→ AIM: Rewrite as a numbered list only the lines of the entries below, starting at the line that contains "the distant mountain" and ending at the line that contains "Query: white boat". Leave out any blank lines.

— Start of MATERIAL —

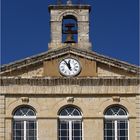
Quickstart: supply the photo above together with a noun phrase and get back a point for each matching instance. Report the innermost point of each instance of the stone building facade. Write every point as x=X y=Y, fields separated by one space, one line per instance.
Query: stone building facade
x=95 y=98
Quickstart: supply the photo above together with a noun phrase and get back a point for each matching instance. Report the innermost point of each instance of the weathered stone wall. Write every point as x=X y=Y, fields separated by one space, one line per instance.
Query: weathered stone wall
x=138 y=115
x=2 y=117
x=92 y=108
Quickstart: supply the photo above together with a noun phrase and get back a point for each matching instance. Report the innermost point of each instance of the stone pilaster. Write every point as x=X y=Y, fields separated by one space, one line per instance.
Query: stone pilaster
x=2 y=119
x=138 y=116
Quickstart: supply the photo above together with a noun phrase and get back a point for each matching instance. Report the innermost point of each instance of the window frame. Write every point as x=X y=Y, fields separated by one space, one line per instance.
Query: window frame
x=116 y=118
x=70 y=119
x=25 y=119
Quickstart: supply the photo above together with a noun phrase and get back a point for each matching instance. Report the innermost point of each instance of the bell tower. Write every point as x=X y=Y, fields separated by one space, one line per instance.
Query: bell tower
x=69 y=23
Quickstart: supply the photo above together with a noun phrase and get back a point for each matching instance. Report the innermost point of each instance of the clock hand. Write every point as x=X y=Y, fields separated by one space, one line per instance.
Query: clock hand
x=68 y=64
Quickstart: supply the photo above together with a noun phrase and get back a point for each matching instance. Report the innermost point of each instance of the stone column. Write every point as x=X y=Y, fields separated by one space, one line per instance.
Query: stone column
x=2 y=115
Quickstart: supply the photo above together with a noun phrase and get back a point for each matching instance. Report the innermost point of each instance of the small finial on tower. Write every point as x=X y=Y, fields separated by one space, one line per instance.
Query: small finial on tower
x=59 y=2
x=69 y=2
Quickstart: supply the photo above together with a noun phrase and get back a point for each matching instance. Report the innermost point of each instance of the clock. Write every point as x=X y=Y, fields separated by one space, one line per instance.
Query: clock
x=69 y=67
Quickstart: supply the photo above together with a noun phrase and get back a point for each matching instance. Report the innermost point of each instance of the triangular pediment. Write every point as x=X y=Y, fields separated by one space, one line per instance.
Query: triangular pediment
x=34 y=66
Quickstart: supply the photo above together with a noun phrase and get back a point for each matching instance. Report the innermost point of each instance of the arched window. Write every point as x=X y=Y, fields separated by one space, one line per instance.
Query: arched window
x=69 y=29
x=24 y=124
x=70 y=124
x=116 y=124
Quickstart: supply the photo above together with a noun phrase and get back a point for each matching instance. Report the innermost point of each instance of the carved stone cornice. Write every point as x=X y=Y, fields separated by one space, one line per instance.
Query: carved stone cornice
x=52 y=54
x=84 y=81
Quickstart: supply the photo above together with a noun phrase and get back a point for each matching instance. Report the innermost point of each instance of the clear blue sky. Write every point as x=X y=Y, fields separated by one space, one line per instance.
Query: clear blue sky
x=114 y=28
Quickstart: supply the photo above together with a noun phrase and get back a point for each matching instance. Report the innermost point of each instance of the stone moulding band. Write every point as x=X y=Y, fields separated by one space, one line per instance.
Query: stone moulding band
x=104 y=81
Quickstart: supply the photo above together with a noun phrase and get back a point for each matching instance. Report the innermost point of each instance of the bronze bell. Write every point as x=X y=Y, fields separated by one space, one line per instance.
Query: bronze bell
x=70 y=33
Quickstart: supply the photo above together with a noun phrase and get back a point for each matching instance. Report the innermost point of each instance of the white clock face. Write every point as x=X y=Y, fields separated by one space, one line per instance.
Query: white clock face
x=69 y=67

— End of MATERIAL —
— Start of MATERIAL —

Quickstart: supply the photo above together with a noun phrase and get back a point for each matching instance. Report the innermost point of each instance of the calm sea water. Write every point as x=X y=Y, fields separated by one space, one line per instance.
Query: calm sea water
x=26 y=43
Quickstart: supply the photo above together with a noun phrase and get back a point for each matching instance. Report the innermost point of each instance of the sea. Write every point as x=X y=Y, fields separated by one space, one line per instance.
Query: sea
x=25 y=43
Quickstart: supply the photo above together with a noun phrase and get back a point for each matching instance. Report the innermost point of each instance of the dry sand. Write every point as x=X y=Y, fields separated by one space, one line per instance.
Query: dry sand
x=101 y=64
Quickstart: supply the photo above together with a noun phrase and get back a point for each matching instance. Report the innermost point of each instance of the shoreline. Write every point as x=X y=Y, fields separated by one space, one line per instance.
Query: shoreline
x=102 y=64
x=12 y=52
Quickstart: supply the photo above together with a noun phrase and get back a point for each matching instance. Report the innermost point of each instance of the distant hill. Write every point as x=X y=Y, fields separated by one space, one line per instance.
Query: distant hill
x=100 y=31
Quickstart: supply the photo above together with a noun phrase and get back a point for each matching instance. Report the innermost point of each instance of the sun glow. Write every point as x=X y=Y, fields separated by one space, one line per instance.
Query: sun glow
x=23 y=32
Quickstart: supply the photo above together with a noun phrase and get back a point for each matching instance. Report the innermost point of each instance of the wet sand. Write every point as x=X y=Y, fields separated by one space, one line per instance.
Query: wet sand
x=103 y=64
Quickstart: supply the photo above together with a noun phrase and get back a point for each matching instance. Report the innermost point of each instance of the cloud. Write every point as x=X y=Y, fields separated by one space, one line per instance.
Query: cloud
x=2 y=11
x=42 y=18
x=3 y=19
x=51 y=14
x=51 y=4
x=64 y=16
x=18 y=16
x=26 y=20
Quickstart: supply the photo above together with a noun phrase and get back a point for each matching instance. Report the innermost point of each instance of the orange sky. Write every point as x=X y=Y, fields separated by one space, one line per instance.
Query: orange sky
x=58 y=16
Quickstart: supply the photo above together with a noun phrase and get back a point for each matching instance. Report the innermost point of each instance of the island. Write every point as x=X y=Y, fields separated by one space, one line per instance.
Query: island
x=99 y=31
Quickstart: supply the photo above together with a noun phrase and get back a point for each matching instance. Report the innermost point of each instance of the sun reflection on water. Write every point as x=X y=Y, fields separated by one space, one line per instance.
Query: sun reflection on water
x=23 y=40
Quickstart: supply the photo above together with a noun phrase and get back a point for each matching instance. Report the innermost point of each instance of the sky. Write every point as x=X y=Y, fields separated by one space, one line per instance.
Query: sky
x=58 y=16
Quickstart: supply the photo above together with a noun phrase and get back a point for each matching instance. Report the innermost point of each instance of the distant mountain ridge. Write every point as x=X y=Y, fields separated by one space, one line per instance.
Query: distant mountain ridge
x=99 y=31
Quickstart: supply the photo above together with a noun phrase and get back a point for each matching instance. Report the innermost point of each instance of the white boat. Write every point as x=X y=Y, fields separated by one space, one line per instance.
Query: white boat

— End of MATERIAL —

→ WRITTEN ANSWER:
1. Quickstart: supply the photo above together with a noun phrase and get back a point for each matching instance. Report the innermost point of each instance of the distant mountain ridge. Write every point as x=X y=Y, fields separated by one space, one line per instance.
2. Query: distant mountain ridge
3. x=99 y=31
4. Quickstart: supply the photo above together with a noun phrase and get back a point for each matching instance. Report the innermost point of each instance of the white boat. Write every point as x=X y=Y, fields separated by one space, one line per instance.
5. Query: white boat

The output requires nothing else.